§ Directions for this task
Could you write out every record below exactly, leaving the pictures out?

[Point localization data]
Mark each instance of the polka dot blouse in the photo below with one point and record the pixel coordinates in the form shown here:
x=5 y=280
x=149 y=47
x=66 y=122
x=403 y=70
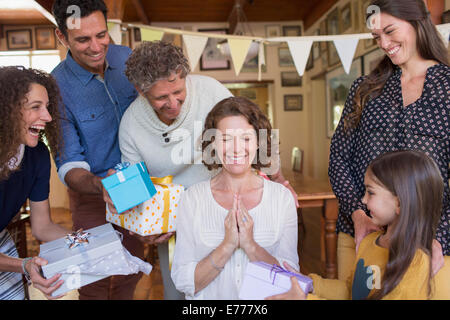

§ Solution for this problem
Mark each instance of the polka dot blouse in the photo below with one point and record the pixel coordinates in the form shown here:
x=5 y=280
x=149 y=47
x=66 y=122
x=403 y=70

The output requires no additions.